#### WHAT NEEDS TO BE DONE:
Can you give these records again with every "Review note" switched to "Checker note" and everything else left unchanged?

Rows from a pointing dataset:
================

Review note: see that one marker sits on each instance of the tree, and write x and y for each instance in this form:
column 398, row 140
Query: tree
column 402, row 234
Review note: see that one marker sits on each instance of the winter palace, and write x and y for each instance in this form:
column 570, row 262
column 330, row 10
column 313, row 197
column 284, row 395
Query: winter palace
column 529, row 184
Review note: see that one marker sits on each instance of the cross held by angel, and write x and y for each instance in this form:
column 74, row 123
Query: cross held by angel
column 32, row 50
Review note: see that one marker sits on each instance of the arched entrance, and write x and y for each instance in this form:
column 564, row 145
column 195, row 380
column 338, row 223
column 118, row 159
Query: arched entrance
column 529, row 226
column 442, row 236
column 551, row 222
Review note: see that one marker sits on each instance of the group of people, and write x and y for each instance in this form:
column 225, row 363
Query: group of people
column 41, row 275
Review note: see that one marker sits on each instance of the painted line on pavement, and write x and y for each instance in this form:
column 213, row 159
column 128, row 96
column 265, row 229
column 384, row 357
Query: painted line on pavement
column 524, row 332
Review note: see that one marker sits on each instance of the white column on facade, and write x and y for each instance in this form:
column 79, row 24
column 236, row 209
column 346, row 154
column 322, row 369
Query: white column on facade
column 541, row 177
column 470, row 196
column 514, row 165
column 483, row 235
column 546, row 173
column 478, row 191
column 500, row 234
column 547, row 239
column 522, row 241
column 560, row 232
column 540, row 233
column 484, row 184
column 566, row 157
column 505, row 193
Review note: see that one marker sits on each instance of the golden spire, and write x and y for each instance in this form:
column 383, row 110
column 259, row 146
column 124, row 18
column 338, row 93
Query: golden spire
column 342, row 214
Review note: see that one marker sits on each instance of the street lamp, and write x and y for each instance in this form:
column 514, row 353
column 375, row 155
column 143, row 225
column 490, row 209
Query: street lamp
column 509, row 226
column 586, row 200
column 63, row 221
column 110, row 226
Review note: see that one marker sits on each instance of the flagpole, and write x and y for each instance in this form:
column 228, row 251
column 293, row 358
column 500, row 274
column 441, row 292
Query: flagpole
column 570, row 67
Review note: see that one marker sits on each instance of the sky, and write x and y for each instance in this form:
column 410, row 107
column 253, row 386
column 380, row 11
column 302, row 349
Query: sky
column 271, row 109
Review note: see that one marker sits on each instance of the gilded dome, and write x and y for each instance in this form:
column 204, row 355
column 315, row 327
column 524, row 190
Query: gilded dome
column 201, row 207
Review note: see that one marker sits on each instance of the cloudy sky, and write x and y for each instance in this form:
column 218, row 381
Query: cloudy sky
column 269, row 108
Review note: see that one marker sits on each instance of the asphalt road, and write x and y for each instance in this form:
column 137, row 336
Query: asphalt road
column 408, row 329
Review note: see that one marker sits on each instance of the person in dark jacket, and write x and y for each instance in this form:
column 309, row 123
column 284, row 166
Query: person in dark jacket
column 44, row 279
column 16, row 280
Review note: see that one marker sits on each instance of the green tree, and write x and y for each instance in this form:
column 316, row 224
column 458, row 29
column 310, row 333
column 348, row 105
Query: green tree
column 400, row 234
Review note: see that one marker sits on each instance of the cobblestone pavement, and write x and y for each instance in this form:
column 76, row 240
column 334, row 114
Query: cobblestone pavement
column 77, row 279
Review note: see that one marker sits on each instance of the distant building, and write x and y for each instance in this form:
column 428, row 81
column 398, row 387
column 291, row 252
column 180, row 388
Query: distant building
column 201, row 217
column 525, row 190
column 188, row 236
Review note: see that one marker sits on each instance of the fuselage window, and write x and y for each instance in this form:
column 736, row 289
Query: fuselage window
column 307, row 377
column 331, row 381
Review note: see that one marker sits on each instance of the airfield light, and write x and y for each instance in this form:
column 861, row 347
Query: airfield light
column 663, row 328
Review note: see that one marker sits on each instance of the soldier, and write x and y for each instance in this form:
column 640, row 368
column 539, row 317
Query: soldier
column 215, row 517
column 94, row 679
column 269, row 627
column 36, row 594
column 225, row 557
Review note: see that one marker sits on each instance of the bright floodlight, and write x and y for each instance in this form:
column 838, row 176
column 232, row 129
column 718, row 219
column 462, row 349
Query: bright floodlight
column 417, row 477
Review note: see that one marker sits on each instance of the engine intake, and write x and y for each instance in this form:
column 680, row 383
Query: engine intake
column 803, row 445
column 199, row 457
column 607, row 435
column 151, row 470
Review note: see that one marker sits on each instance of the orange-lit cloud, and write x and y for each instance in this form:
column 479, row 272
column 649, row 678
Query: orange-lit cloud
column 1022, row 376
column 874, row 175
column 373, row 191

================

#### EXERCISE RESPONSE:
Checker note: see that one marker sits on each instance of the tree, and write x and y for each instance in this form:
column 398, row 140
Query: tree
column 402, row 234
Checker note: see that one marker sits on each instance of the winter palace, and write x and y for each instance in this form:
column 570, row 262
column 330, row 10
column 313, row 197
column 284, row 395
Query: winter palace
column 529, row 184
Checker note: see that one marker sits on each instance of the cross held by angel, and write x and y for each instance in this form:
column 74, row 123
Query: cross held by angel
column 32, row 50
Checker note: see that one marker sits on each instance of the arched entrance, and write x and y for each instance in this form:
column 564, row 145
column 195, row 380
column 338, row 223
column 118, row 159
Query: arched entrance
column 529, row 226
column 442, row 236
column 551, row 222
Checker note: see that one marker sits on each instance of the group of people, and write x and y for each instance in this form:
column 225, row 363
Query: group of people
column 41, row 275
Checker note: see that one marker sits on each instance of the painted line on pavement, and write x and y for each instance in this form:
column 213, row 159
column 128, row 96
column 265, row 229
column 384, row 357
Query: painted line on pavement
column 524, row 332
Checker note: see that one marker sits on each instance of the white column on facade, and write x and y for each instance in this form:
column 79, row 24
column 236, row 209
column 346, row 154
column 322, row 369
Query: white column on facade
column 541, row 177
column 470, row 196
column 514, row 165
column 483, row 235
column 546, row 173
column 478, row 191
column 500, row 234
column 547, row 239
column 522, row 241
column 560, row 232
column 540, row 233
column 484, row 184
column 566, row 157
column 505, row 193
Checker note: see that one marker sits on each instance of the golden spire, and write x and y for each instance in this form:
column 383, row 110
column 259, row 146
column 124, row 18
column 338, row 93
Query: golden spire
column 342, row 214
Checker note: see that one marker sits on each instance of the street lamp, and write x and y for each instance in this form:
column 514, row 353
column 375, row 155
column 143, row 225
column 490, row 209
Query: street lamp
column 509, row 226
column 586, row 200
column 63, row 221
column 110, row 226
Checker note: see that one marker sits on each instance of the flagpole, and write x and y for each instance in this form:
column 228, row 251
column 293, row 358
column 500, row 274
column 441, row 292
Query: flagpole
column 570, row 67
Checker note: see that one marker sits on each instance of the sky, and write x and y for each instance in this form:
column 410, row 107
column 253, row 386
column 380, row 11
column 302, row 349
Query: sky
column 271, row 109
Checker note: see that one marker sits on each instance of the gilded dome, and write x and y for each instance in this form:
column 204, row 355
column 315, row 327
column 524, row 190
Query: gilded dome
column 201, row 207
Checker note: see that one marker sits on each instance of the cloudy sky, and write x and y for each instance in this form:
column 218, row 381
Query: cloudy sky
column 269, row 108
Checker note: see that one marker sits on each instance of the asphalt road, and write x and y for each instance in this form:
column 137, row 336
Query: asphalt road
column 408, row 329
Checker note: see that one marker sits on each instance of the person in dark jacket, and write x and y for each instance in this form:
column 309, row 123
column 284, row 166
Query: person in dark jacket
column 44, row 279
column 16, row 280
Checker note: see that one marker sits on each instance of the green tree, and write x and y for each instance in this form:
column 316, row 224
column 458, row 29
column 310, row 333
column 348, row 105
Query: green tree
column 400, row 234
Checker note: see that one marker sits on each instance of the cobblestone pavement, and write x and y for each instance in this form:
column 76, row 240
column 334, row 114
Query: cobblestone pavement
column 77, row 279
Checker note: see that one marker sits on each instance of the distant building, and write x and y for each instance in this form:
column 428, row 81
column 398, row 387
column 291, row 252
column 180, row 388
Query: distant building
column 201, row 217
column 525, row 190
column 188, row 236
Checker note: see that one marker sits on each instance of the fuselage window, and write x and y for each instance in this form:
column 736, row 289
Query: fuselage window
column 307, row 377
column 331, row 381
Checker note: see that one marker sits on each instance of the airfield light, and write x and y for each instance in this form:
column 861, row 347
Query: airfield light
column 663, row 328
Checker note: see that one marker sits on each instance of the soldier, and write x and y for each instance in this form:
column 640, row 368
column 539, row 317
Query: soldier
column 215, row 517
column 94, row 679
column 269, row 627
column 36, row 594
column 225, row 557
Checker note: see that one marker sits on each instance of the bright floodlight, and write x and y for each instance in this form:
column 838, row 176
column 232, row 129
column 718, row 219
column 462, row 349
Query: bright floodlight
column 417, row 477
Checker note: see that one marker sits on each instance of the engine intake, and write x and y for each instance in this form:
column 680, row 383
Query: engine intake
column 803, row 445
column 199, row 457
column 607, row 435
column 151, row 470
Checker note: see that one marker sits on each instance of the orange-lit cloud, and write x and y for each instance in this form:
column 479, row 272
column 649, row 678
Query: orange-lit cloud
column 1022, row 376
column 874, row 175
column 373, row 191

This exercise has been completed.